Stated problem: Leave out any pictures and transcribe all other data below exactly.

Material:

------------------------------------------------------------

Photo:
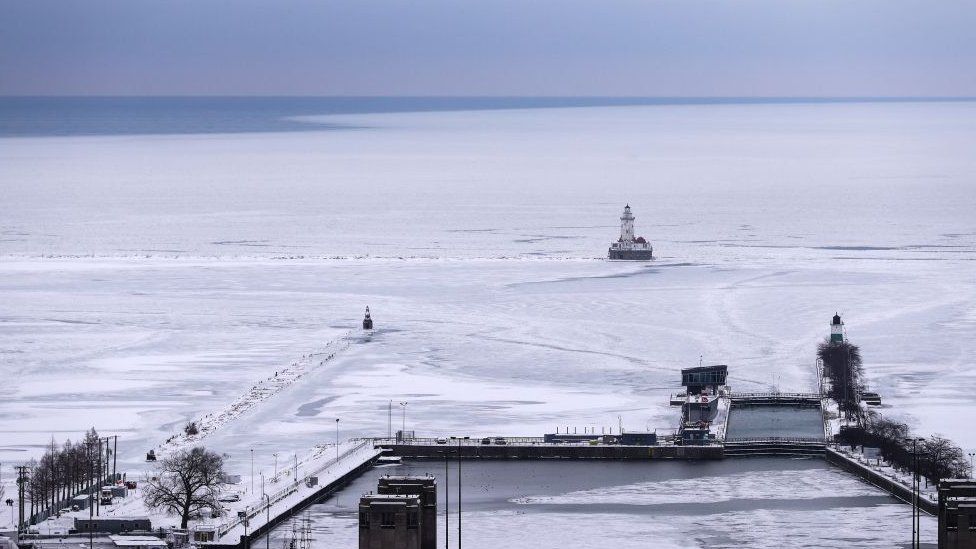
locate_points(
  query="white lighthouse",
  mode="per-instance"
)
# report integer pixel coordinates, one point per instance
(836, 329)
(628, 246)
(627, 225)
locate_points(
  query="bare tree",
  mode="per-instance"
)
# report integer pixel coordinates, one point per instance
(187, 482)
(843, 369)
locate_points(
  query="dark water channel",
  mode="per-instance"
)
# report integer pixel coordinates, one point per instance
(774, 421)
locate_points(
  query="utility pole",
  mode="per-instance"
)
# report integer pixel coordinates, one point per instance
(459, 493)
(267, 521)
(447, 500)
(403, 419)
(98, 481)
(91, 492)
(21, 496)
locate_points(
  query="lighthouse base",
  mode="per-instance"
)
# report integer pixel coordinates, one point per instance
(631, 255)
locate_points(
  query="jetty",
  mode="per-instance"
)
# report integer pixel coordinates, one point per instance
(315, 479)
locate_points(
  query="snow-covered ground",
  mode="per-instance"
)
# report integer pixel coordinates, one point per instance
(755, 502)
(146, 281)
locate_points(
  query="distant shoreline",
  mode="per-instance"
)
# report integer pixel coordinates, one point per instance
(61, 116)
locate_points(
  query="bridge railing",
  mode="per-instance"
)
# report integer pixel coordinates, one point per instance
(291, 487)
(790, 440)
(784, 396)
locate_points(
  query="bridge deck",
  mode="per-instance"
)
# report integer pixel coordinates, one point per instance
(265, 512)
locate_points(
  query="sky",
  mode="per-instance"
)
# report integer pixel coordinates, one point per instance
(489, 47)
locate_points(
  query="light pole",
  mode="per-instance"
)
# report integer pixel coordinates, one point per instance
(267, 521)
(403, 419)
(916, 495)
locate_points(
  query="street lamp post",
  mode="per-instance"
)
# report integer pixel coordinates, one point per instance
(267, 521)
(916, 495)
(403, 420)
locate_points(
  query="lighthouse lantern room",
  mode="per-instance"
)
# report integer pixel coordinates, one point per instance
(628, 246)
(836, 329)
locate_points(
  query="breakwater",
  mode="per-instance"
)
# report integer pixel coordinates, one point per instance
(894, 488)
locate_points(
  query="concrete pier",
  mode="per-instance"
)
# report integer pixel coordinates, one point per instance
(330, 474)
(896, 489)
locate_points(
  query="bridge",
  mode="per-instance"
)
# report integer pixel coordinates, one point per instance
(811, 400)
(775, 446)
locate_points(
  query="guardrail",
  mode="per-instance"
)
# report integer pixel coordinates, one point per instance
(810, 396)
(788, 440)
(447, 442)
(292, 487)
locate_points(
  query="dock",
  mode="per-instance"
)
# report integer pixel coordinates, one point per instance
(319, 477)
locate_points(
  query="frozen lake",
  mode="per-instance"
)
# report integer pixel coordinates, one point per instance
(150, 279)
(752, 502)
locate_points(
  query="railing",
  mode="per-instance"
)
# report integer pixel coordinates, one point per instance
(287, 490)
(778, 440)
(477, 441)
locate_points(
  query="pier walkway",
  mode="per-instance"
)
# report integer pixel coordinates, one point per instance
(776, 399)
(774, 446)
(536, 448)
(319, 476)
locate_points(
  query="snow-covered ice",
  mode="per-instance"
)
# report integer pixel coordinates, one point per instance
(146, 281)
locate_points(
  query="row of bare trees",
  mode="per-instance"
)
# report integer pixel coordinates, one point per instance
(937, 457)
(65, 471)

------------------------------------------------------------

Solution to this task:
Photo:
locate_points(
  query="white lighthouse",
  mode="per-instance"
)
# report integer pixel coordinates, one point per instance
(836, 329)
(628, 246)
(627, 225)
locate_points(
  query="bare tree",
  mode="per-instance"
)
# report integer pixel coordinates, one point per instance
(187, 482)
(843, 369)
locate_points(
  query="dark water channel",
  mode="per-instance"
)
# report integer pixel coordinates, one point per instance
(774, 421)
locate_points(
  query="utility pole",
  mode="per-instance"
)
# report integer pixel coordinates, one point per instance
(459, 493)
(267, 521)
(447, 500)
(403, 419)
(98, 481)
(91, 492)
(21, 496)
locate_points(
  query="lighthouse base",
  mode="per-instance"
)
# report integer pixel coordinates, one point per instance
(631, 255)
locate_points(
  query="jetty",
  mode="per-instance"
)
# report integer pixel coordinates, one point per instance
(315, 479)
locate_points(
  query="snow-covered ground",
  mode="per-instance"
)
# report integer pixel coordinates, one point per instance
(755, 502)
(146, 281)
locate_points(
  query="distant shoreline",
  mode="per-instance"
)
# report integer pixel coordinates, one point per instance
(61, 116)
locate_points(
  query="bridge railing",
  mode="per-instance"
)
# report integer pixel coordinates, one point per instance
(291, 487)
(790, 440)
(784, 396)
locate_points(
  query="bridge deck",
  mode="per-instance"
)
# report integer pixel coordinates, one point per instance
(265, 512)
locate_points(
  query="sky",
  mode="per-instance"
)
# report integer pixel coordinates, one point per instance
(489, 47)
locate_points(
  query="light pole",
  mode="per-instance"
)
# report integer pixel coordinates, one point per instance
(267, 521)
(403, 419)
(916, 495)
locate_points(
  query="street lamp post",
  mode="per-instance"
)
# report integer pixel coordinates, one point per instance
(267, 521)
(916, 495)
(403, 420)
locate_points(
  query="lighthouse lantern room",
  mode="per-instance"
)
# report integer pixel coordinates, one point per instance
(628, 246)
(836, 329)
locate_points(
  query="breakwater",
  mode="per-instance"
)
# report integer pixel coordinates, one point per instance
(894, 488)
locate_points(
  query="concrete pier",
  mode="per-instance"
)
# report integer pixel coordinates, one point per instance
(330, 474)
(896, 489)
locate_points(
  query="bridge",
  mode="per-instance"
)
# report integer pixel coordinates, one point per instance
(811, 400)
(775, 446)
locate_points(
  query="guardrail",
  mode="per-instance"
)
# report integer pixel coordinates, one point per instance
(810, 396)
(788, 440)
(447, 442)
(292, 487)
locate_points(
  query="dock",
  mode="per-instance"
)
# report integer pixel coordinates, one point per instance
(319, 477)
locate_points(
  query="frozen lake",
  mode="per-instance"
)
# report integer pixel coordinates, one point per instance
(150, 279)
(752, 502)
locate_points(
  query="railing",
  mode="per-instance"
)
# report integer pixel coordinates, one point per instance
(287, 490)
(778, 440)
(477, 441)
locate_points(
  query="pier walkway",
  mode="per-instance"
)
# report integer pixel coordinates, one point per instance
(776, 399)
(774, 446)
(536, 448)
(319, 476)
locate_points(
  query="snow-covered ice",
  mode="per-instance"
)
# report integer pixel coordinates, one point per instance
(146, 281)
locate_points(
  query="row of bare trees",
  mode="per-instance"
)
# report integer pixel coordinates, one point per instance
(937, 457)
(65, 471)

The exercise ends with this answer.